*Texto de leitura*
A cultura de um povo nunca morre. Ela se dinamiza e se reconstrói a cada instante pelas memórias de prazeres, paladares e celebrações. No Brasil, a mistura de culturas (negros, índios, europeus, árabes e orientais) originou patrimônios alimentares que são mantidos e valorizados, segundo a coordenadora da Rede Interinstitucional de Alimentação e Cultura (Redeac) e doutora em ciências da saúde, Denise Oliveira e Silva. "Eles expressam a essência e a base cultural coletiva das famílias e grupos sociais aos quais pertencemos", explica.
A pesquisadora filosofa ao refletir sobre o assunto. Para ela, "a memória alimentar nutre a alma como um ser único que pode transformar o alimento que comemos, seja em sua produção ou em sua preparação". Denise Oliveira cita como exemplo de raízes alimentares o acarajé, na Bahia; o churrasco, no Rio Grande do Sul; pão de queijo, em Minas Gerais; a feijoada, no Rio de Janeiro; e o feijão de corda em vários estados nordestinos.
Ela destaca, no entanto, que os hábitos alimentares são estruturas em constante modificação, porque expressam as relações simbólicas, culturais, sociais, econômicas e biológicas da escolha alimentar do indivíduo. Para a doutora em ciências da saúde, a discussão está centrada em um desafio: o "dilema do onívoro", assim classificado por estudiosos como Claude Fischler e Poulain.
"Incorporamos o papel de "consumidores-compradores de alimentos" em vez de "comensais de alimentos", o que demonstra as deformações decorrentes da influência da propaganda e da indústria agro-alimentar". Segundo ela, a relação entre necessidade e consumo está desequilibrada em vários aspectos da vida, entre eles a alimentação. Tanto que os hábitos alimentares refletem esse desequilíbrio, e a propaganda o reproduz.

[Dados de expressões referenciais]
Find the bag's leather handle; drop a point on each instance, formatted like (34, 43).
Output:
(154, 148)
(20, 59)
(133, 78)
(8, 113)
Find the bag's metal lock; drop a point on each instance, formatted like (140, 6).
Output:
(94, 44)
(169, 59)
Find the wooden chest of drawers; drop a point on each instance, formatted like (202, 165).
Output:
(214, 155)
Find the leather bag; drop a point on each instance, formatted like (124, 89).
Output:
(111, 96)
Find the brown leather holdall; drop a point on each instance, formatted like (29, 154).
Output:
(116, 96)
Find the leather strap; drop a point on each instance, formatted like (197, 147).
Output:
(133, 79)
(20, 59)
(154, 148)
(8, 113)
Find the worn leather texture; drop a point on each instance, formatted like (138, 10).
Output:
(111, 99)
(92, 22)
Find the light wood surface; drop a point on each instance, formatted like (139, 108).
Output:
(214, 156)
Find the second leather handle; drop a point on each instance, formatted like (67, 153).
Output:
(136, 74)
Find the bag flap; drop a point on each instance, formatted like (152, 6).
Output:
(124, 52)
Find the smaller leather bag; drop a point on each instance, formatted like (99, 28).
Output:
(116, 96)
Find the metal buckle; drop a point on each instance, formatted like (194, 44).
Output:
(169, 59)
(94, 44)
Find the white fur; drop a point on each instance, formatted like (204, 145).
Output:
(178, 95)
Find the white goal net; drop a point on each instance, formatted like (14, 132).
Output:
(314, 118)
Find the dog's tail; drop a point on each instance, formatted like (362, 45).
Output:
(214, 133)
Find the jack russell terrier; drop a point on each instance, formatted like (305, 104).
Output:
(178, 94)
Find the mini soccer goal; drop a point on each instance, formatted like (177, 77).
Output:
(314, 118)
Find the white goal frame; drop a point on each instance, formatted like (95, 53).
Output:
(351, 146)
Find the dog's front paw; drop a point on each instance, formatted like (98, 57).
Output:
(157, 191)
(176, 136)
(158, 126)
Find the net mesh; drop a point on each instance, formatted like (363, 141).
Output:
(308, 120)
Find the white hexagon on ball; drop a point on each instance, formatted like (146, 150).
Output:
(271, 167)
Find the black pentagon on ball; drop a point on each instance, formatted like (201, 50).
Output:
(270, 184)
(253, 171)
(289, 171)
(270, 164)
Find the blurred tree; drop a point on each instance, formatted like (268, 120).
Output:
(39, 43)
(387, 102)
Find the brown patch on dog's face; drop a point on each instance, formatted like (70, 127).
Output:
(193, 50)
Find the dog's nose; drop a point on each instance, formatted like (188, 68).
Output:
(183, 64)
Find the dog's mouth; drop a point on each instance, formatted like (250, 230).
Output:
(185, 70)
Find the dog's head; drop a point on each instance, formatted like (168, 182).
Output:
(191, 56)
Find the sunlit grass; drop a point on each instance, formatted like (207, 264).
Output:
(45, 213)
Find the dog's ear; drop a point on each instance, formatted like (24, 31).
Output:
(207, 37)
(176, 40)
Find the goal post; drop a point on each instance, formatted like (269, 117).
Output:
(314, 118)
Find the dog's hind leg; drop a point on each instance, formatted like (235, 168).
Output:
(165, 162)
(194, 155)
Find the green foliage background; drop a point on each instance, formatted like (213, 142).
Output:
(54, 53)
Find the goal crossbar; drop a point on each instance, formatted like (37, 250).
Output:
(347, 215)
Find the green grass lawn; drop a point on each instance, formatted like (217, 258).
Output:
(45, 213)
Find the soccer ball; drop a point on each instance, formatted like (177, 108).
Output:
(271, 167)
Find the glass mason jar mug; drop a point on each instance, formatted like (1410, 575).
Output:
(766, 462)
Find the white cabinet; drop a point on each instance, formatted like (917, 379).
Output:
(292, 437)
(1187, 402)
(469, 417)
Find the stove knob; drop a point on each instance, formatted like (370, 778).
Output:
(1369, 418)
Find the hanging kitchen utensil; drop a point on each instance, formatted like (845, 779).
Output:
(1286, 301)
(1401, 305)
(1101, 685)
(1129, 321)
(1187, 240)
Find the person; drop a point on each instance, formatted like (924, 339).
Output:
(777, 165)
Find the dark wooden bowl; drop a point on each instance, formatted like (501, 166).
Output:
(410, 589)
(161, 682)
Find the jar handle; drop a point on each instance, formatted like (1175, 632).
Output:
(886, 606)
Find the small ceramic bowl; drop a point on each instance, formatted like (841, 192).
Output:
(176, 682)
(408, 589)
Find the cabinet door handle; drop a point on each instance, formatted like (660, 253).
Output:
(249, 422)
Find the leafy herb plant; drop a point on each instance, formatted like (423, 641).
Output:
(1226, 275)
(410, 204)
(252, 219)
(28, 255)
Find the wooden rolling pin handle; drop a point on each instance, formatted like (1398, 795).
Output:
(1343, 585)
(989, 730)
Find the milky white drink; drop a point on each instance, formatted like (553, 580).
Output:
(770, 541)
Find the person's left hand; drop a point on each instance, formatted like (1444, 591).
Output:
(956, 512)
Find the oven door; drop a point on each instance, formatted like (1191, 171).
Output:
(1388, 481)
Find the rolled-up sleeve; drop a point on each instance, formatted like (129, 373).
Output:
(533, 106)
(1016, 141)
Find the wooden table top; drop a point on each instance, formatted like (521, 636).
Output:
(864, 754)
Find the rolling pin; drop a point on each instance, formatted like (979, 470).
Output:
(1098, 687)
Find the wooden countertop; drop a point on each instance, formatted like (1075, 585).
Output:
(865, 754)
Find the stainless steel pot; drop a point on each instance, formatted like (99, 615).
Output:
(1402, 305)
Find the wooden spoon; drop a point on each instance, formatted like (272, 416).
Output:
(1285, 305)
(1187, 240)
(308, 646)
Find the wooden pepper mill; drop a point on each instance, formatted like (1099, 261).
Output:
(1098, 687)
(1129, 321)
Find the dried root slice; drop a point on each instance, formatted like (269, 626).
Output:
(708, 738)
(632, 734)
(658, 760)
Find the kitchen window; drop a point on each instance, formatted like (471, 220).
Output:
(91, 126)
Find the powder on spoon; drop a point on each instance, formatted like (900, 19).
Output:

*Enunciado*
No texto sobre cultura alimentar, que prato Denise Oliveira cita como exemplo de raiz alimentar de Minas Gerais? As entradas não têm relação com o texto sobre cultura alimentar.

*Resolução*
O pão de queijo.